• **Excerpt provided**:
↓
How it all started: The Waukesha, Wisconsin–based company, which specializes in hydraulic and electromechanical control systems, had open positions that needed to be filled—a challenge that many manufacturers face daily.

  • “We were struggling for a long time to fill the positions that we had open. And we knew that if we continued to think in conventional ways, we would get conventional output and that was not much,” said Schuetz.
  • “We were short a number of direct hire positions, similar to a lot of places in the area,” added Husco Director of Operations Mark Dreikosen. “We were looking for creative solutions to fill our staffing needs.”

An opportunity knocks: After months of minimal results in the hiring search, an opportunity was brought to Husco through Lutheran Social Services to help provide jobs for Afghan refugees who fled from the Taliban and relocated in Waukesha.

  • After many internal conversations and external meetings with Lutheran Social Services and Manpower International, a global workforce solutions company, Husco moved forward in March.
  • The result? Over the past several months, Husco has hired and welcomed 33 Afghan refugees.
  • “It was needs based, really, for Husco,” said Dreikosen. “Fortunately for us, it wasn’t the first time we’ve done something like this. We’ve helped support groups who have emigrated from Myanmar, formerly Burma, under similar context where there’s political unrest.”

Adapting to change: Schuetz said that 2016 experience helped Husco prepare for some of the challenges the company faced with regard to documentation, language and some cultural differences, but new challenges surfaced as well.
↑
• **Material shown**:
↓
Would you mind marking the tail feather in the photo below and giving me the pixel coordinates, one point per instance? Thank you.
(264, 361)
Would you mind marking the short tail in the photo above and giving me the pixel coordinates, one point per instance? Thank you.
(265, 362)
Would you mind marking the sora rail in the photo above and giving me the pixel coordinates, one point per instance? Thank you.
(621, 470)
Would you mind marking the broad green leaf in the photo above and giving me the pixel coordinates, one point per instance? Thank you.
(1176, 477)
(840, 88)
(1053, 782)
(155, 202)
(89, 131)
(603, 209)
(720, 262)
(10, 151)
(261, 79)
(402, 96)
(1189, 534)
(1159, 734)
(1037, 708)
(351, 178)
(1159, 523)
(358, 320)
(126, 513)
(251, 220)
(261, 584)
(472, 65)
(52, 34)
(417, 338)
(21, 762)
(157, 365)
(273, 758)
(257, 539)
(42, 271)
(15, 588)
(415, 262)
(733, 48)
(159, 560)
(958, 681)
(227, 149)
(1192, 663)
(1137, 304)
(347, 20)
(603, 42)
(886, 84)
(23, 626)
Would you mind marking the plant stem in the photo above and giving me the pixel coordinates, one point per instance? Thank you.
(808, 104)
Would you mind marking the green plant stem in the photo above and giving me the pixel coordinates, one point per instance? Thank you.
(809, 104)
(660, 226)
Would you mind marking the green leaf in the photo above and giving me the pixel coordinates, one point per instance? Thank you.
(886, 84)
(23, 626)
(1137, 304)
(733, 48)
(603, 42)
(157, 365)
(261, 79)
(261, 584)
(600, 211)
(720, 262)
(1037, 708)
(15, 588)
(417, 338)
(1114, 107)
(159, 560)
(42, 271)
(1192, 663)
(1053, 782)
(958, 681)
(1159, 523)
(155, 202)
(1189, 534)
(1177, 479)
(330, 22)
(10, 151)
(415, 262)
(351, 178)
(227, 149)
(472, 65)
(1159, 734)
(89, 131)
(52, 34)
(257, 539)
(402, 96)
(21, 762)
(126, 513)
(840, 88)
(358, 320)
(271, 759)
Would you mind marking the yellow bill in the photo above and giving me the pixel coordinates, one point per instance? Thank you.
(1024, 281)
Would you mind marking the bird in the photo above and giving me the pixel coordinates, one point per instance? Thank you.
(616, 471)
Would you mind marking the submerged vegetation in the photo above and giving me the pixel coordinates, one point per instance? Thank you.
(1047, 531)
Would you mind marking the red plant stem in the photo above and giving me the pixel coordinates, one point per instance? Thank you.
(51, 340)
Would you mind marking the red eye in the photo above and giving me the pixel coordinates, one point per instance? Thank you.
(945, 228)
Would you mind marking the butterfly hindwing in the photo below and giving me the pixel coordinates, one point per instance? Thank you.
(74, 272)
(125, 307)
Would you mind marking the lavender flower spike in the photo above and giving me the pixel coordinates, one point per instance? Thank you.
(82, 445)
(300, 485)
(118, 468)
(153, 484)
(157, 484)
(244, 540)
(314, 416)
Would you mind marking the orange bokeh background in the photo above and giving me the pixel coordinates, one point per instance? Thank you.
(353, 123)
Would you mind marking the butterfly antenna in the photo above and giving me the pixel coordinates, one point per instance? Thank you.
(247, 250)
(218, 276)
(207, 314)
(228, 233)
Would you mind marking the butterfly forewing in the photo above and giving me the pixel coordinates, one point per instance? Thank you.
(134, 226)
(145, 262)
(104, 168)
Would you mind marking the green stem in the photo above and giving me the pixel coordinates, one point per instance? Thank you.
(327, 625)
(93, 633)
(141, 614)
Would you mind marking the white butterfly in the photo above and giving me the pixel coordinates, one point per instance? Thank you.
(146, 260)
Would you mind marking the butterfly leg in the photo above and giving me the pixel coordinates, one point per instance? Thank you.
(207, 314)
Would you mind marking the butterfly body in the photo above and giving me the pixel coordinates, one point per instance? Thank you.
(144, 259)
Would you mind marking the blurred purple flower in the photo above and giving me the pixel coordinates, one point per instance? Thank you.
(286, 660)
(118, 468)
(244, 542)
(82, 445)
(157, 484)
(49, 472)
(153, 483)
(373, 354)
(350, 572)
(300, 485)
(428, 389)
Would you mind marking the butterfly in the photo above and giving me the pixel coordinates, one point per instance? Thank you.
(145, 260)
↑
↓
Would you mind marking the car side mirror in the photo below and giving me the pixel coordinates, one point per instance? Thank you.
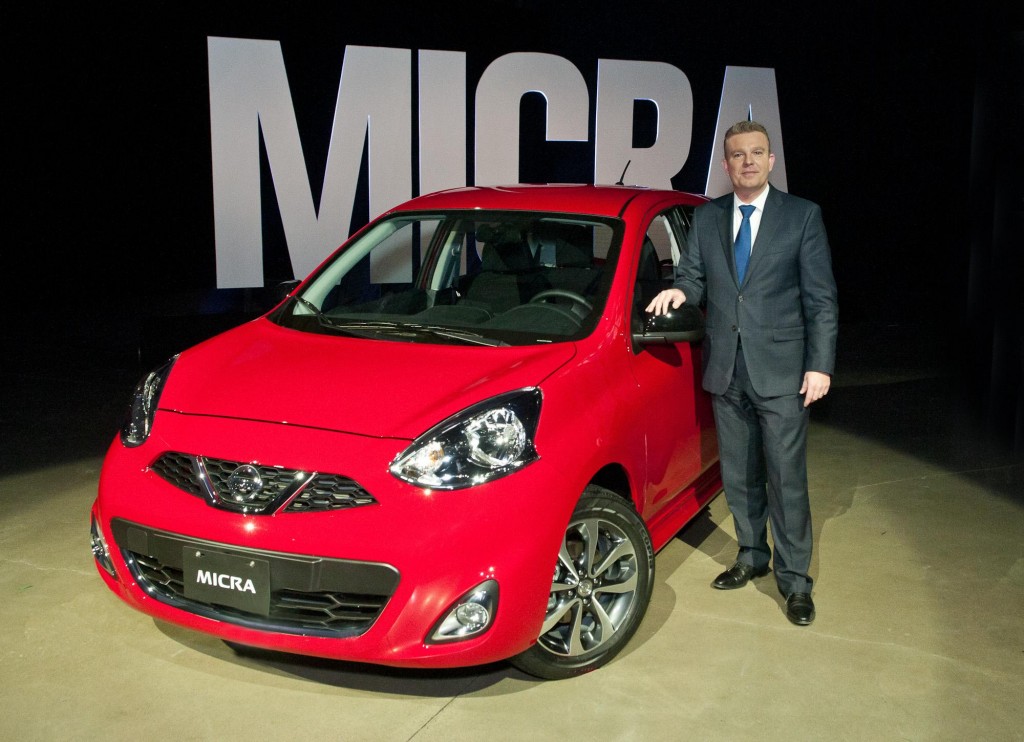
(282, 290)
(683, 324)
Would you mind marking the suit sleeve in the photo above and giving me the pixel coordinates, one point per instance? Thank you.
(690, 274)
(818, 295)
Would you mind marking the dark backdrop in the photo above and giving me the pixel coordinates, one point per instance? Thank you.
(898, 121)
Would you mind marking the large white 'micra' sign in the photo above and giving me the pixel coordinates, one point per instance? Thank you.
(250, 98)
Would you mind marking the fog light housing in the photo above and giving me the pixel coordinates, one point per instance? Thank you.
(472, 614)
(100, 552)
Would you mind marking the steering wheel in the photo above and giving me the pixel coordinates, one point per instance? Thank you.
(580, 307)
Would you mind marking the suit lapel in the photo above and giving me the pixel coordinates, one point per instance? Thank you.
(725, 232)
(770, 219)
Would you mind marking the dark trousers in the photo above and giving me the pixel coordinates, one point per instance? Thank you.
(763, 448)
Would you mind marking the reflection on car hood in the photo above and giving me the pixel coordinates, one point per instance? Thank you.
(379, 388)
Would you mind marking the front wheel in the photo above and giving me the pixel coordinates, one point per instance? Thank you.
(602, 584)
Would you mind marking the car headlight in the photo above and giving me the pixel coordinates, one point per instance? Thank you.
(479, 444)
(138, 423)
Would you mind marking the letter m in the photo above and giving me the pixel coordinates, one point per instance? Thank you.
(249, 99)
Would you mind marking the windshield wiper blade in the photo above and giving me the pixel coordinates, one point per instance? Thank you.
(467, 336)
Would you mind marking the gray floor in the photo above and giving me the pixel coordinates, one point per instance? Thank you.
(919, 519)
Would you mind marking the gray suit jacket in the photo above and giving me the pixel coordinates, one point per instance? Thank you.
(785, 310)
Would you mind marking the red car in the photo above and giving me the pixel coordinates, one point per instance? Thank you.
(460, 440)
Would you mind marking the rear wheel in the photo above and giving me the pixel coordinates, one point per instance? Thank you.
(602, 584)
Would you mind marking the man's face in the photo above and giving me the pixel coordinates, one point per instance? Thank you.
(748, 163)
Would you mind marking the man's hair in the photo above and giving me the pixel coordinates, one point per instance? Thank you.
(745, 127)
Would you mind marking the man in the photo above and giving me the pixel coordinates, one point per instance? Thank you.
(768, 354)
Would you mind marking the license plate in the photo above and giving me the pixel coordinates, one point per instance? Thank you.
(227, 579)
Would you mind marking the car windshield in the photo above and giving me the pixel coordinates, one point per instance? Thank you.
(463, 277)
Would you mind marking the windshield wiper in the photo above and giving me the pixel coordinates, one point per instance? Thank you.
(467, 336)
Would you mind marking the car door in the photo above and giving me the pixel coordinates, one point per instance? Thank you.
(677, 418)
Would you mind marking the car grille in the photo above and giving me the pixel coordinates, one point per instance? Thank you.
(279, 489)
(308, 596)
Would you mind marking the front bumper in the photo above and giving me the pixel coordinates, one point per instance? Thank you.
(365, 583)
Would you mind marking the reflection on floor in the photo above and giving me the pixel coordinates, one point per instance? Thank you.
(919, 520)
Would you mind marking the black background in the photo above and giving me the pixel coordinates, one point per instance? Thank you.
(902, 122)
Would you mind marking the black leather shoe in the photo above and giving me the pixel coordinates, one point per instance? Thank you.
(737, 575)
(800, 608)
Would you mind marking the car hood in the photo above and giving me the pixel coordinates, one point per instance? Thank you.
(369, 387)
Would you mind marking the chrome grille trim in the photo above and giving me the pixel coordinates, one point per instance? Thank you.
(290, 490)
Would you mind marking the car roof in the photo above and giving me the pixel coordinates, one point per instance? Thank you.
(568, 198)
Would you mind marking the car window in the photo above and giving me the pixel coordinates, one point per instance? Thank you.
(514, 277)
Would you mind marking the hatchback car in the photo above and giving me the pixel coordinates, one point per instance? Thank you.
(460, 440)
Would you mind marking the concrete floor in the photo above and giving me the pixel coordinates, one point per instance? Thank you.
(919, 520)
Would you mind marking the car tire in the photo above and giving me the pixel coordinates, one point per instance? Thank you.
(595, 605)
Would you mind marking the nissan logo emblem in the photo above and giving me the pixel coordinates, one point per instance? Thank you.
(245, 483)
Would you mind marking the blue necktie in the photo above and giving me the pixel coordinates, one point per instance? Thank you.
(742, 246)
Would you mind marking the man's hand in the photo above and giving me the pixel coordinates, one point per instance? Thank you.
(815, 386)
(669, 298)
↑
• **Problem to solve**:
Decide whether each statement below agrees with the excerpt about Husco's hiring. Answer yes or no for each, and quote the deciding words of the excerpt exactly.
(a) Husco has hired 33 Afghan refugees over the past several months.
(b) The opportunity to hire Afghan refugees was brought to Husco through Manpower International.
(c) Hiring the Afghan refugees was the first time Husco had done something like this.

• **Answer to this problem**:
(a) Yes: "Over the past several months, Husco has hired and welcomed 33 Afghan refugees."
(b) No: "an opportunity was brought to Husco through Lutheran Social Services"
(c) No: "Fortunately for us, it wasn’t the first time we’ve done something like this."